::: DATA SUPPLIED :::

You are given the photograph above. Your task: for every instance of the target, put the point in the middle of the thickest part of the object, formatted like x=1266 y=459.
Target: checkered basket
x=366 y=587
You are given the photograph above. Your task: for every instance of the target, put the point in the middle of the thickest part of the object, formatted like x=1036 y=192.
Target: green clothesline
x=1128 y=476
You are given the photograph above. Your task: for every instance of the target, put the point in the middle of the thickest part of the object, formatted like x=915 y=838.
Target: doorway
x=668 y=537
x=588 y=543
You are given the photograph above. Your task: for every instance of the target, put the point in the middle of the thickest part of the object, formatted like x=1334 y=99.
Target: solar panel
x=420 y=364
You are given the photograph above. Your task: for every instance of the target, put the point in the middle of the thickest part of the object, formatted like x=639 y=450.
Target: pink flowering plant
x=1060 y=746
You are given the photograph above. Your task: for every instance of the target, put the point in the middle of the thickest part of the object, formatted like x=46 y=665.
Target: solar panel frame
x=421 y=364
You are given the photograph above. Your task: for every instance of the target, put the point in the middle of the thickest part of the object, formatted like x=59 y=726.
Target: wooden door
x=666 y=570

:::

* _YOUR INSTRUCTIONS_: Please make the answer a complete, exact reproduction of the records.

* _RESULT OF THE EXERCISE_:
You are given the photograph above. Your task: for every instance of the target, put the point in the middle of the thickest part of the object, formatted like x=1266 y=459.
Target: checkered basket
x=366 y=587
You are given the photograph above. Your task: for every instance of the target, put the point in the middle of the thickest part of the object, formatted like x=1036 y=192.
Target: green clothesline
x=1128 y=476
You are given the photograph above. Your task: for every instance of the target, put the point in the middle of the thickest part of the object, formatted like x=915 y=838.
Target: doorway
x=668 y=537
x=588 y=543
You are given the photograph above. Your task: for every instance of the target, put the point in the middle of the thickest part of the object, formatted like x=1334 y=99.
Target: solar panel
x=420 y=364
You are given the photograph above. Your task: for every instance of the target, put the point in the middle of the thickest part of the object, formatted like x=639 y=450.
Target: pink flowering plant
x=1060 y=746
You are given the photograph above. Your task: for every instance of the target, put the point in the middle of the thickest part of the object, formatted like x=46 y=665.
Target: solar panel frame
x=421 y=364
You are given the photograph above. Your task: for every instance of the target, put the point in the middle of the thickest part of the object, formatted like x=59 y=726.
Target: wooden door
x=666 y=570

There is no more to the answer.